►

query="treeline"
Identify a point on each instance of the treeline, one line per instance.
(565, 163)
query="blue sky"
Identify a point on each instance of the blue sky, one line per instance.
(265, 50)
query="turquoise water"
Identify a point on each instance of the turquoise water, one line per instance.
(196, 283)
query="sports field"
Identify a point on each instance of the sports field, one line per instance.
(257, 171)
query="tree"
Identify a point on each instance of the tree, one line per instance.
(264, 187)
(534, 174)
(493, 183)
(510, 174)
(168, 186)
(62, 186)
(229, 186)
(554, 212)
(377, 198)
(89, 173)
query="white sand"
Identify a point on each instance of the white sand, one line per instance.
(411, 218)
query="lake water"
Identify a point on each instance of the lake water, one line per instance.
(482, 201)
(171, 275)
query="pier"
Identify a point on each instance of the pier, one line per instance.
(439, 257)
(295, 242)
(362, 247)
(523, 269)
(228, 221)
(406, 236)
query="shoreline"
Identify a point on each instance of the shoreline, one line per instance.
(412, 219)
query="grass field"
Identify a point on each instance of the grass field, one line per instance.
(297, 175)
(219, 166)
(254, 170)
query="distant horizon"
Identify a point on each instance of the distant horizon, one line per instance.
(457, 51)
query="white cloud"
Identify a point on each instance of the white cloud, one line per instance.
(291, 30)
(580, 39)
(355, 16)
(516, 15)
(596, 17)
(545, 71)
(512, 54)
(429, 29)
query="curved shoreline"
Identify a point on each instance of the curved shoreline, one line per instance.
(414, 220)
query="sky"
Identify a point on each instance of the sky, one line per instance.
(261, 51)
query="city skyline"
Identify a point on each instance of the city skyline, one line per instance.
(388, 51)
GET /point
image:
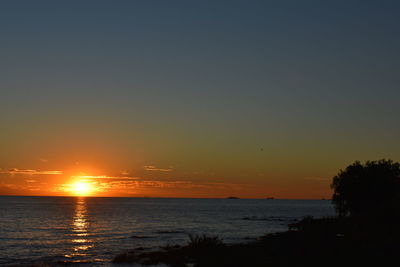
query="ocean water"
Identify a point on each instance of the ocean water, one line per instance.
(93, 230)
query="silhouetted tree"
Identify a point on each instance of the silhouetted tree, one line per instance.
(370, 189)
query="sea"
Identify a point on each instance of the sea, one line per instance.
(93, 230)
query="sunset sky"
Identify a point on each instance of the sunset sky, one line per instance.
(195, 98)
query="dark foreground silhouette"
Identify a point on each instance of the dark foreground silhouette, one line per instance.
(365, 233)
(310, 242)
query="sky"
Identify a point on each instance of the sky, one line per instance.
(252, 99)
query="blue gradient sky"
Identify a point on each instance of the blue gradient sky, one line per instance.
(275, 94)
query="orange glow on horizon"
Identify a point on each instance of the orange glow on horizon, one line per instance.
(81, 188)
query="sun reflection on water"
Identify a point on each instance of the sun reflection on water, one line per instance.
(80, 237)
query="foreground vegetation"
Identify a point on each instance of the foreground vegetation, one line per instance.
(367, 200)
(310, 242)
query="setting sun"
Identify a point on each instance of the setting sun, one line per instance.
(82, 188)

◄

▶ Brief:
Reproduce each line exactly, please, except for any pictures.

▶ Solution to this task:
query="treeline"
Identify a point on each instance of the treeline, one line per instance.
(565, 163)
query="blue sky"
Identify a point on each instance of the blue sky, one line per instance.
(265, 50)
query="turquoise water"
Identify a point on each instance of the turquoise water, one line per instance.
(196, 283)
query="sports field"
Identify a point on each instance of the sports field, one line per instance.
(257, 171)
query="tree"
Identify a point on each instance of the tree, one line per instance.
(264, 187)
(534, 174)
(493, 183)
(510, 174)
(168, 186)
(62, 186)
(229, 186)
(554, 212)
(377, 198)
(89, 173)
query="white sand"
Identify a point on each instance of the white sand, one line per instance.
(411, 218)
query="lake water"
Identify a point on each instance of the lake water, one line per instance.
(482, 201)
(171, 275)
query="pier"
Identify a point on each instance of the pier, one line per instance.
(439, 257)
(295, 242)
(362, 247)
(523, 269)
(228, 221)
(406, 236)
query="shoreline"
Identify a point on each instance of the shoreline, one line per instance.
(412, 219)
query="grass field"
Identify a point on each instance of the grass field, one line per instance.
(297, 175)
(219, 166)
(254, 170)
query="distant horizon"
Identify a point on each instance of the distant horizon, one line per instance.
(457, 51)
query="white cloud"
Identify a point on each instance of the white cloud, one line per instance.
(291, 30)
(580, 39)
(355, 16)
(516, 15)
(596, 17)
(545, 71)
(512, 54)
(429, 29)
query="curved shoreline"
Identify a point on each instance of the curved shoreline, one line per instance.
(414, 220)
query="sky"
Identify a point on each instance of the sky, one line per instance.
(261, 51)
query="city skyline"
Identify a point on each instance of the city skyline, one line per instance.
(388, 51)
GET /point
image:
query="ocean water"
Identify a point on each instance of the ocean water, one line per instance.
(93, 230)
query="silhouetted tree"
Identify a point on each instance of the silhouetted tree, one line per instance.
(370, 189)
query="sea"
Identify a point on each instance of the sea, one line per instance.
(93, 230)
query="sunset sky"
Identify a point on each instance of the sunset sky, one line per instance.
(195, 98)
query="dark foreground silhouette"
Identify a point on each instance of the dark foreground silhouette, one line per instance.
(365, 233)
(310, 242)
query="sky"
Identify a point on each instance of the sky, one line per instance.
(252, 99)
query="blue gradient sky"
Identify a point on each instance of the blue gradient sky, one line per instance.
(275, 94)
query="orange glow on horizon"
Identify a point on each instance of the orange glow on horizon, one line per instance.
(81, 188)
query="sun reflection on water"
Identify a point on each instance of the sun reflection on water, one line per instance.
(80, 237)
query="foreground vegetation"
Identify a point on each instance of the foreground vegetation, one line per instance.
(367, 200)
(310, 242)
query="setting sun"
Identify a point on each instance of the setting sun, one line per instance.
(82, 188)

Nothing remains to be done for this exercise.